_WHAT YOU ARE ASKED TO DO_
Pull out every line in the items below that contains the string "piano", copying each one unchanged. The match is case-sensitive.

_LISTING_

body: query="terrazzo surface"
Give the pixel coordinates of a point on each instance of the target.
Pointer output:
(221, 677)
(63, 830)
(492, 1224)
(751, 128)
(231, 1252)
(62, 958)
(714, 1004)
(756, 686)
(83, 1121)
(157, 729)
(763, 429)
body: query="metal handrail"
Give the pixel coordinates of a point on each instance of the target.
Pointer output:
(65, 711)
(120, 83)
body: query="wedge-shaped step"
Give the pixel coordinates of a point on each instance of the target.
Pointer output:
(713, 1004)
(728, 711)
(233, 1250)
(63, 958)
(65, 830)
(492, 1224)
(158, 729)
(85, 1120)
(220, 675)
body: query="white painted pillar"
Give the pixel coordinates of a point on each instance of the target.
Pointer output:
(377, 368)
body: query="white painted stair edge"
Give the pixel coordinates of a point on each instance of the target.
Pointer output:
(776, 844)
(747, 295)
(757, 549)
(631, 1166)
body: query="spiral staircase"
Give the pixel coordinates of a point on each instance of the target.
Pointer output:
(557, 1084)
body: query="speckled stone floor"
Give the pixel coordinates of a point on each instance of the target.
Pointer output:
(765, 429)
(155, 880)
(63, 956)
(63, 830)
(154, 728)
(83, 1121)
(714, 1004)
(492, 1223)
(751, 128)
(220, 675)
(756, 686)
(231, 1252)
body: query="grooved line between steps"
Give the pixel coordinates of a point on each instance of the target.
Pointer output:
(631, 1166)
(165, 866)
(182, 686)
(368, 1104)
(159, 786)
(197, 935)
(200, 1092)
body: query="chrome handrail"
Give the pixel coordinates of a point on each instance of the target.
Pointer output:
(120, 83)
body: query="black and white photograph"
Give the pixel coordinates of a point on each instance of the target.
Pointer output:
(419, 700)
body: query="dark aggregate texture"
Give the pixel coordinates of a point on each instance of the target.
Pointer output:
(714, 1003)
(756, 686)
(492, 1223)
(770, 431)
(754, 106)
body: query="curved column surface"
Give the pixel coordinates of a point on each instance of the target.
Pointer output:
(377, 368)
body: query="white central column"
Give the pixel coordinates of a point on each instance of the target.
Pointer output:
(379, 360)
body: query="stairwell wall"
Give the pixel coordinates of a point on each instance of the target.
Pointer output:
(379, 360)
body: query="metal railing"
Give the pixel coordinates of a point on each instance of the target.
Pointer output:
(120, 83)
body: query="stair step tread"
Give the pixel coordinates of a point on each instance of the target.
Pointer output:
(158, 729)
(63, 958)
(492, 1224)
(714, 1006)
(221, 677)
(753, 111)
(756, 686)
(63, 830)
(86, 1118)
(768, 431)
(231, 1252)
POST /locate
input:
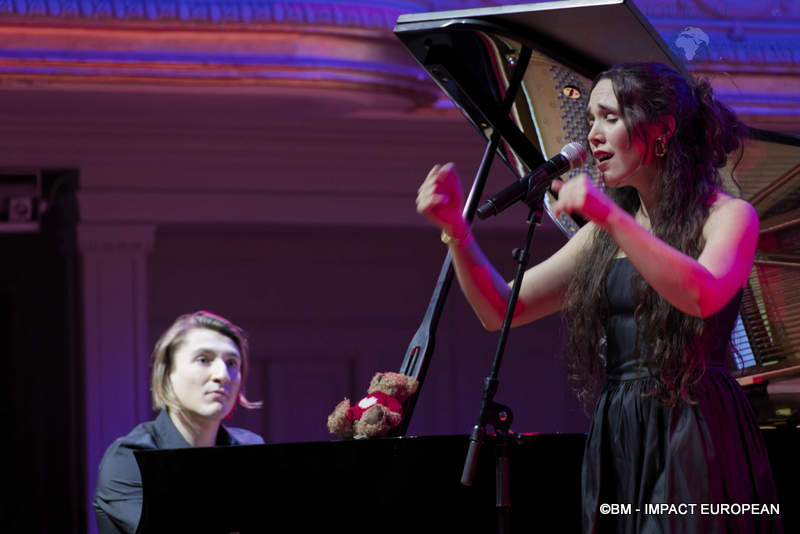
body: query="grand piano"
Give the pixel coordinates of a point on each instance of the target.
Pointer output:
(520, 75)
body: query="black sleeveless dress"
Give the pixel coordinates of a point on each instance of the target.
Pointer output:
(641, 453)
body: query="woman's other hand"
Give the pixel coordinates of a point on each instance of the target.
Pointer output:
(439, 198)
(579, 195)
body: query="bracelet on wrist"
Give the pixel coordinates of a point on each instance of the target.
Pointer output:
(448, 239)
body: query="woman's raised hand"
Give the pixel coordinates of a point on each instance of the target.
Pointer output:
(439, 198)
(579, 195)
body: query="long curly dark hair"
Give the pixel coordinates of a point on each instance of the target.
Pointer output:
(706, 132)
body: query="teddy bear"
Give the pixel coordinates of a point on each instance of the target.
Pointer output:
(378, 412)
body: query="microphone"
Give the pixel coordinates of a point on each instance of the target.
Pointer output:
(571, 156)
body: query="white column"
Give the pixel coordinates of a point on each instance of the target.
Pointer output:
(116, 355)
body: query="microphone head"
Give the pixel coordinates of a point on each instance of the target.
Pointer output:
(575, 153)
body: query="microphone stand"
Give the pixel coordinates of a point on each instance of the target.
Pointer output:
(492, 413)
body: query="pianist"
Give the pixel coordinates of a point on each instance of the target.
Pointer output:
(198, 369)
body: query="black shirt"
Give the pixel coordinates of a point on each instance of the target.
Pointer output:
(118, 498)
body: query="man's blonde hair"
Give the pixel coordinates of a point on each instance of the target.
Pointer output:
(161, 359)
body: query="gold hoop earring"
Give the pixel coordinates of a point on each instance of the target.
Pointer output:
(660, 147)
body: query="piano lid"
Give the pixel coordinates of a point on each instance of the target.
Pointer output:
(470, 54)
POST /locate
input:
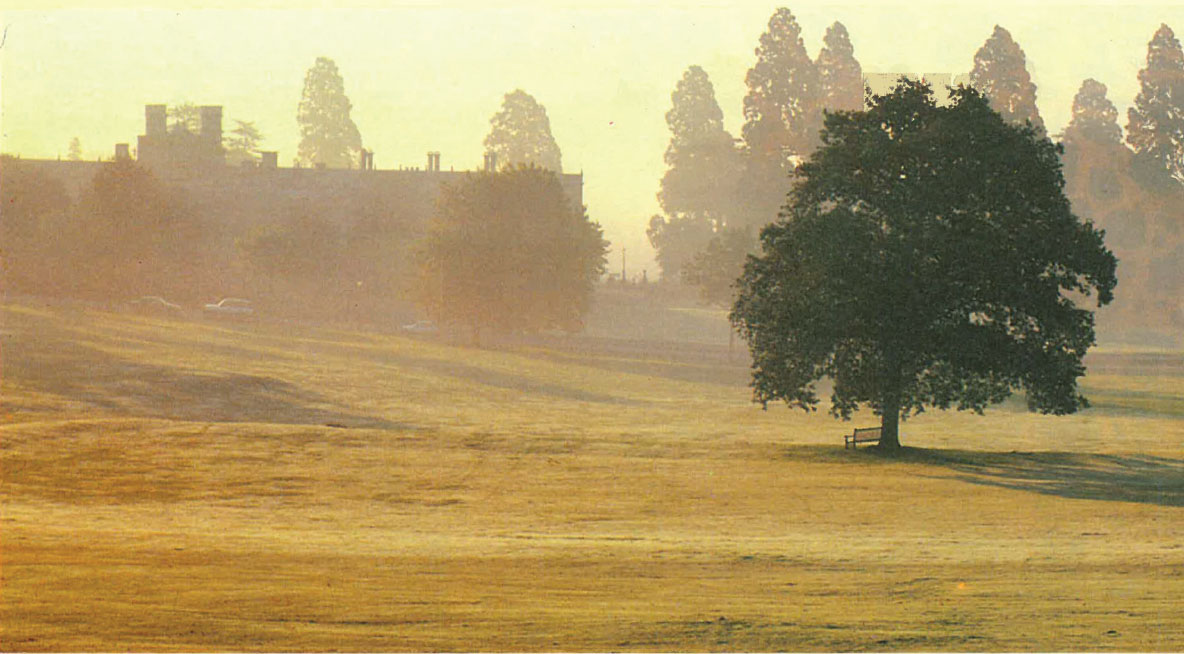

_EXERCISE OUTPUT_
body: query="grand piano"
body: query="piano lid"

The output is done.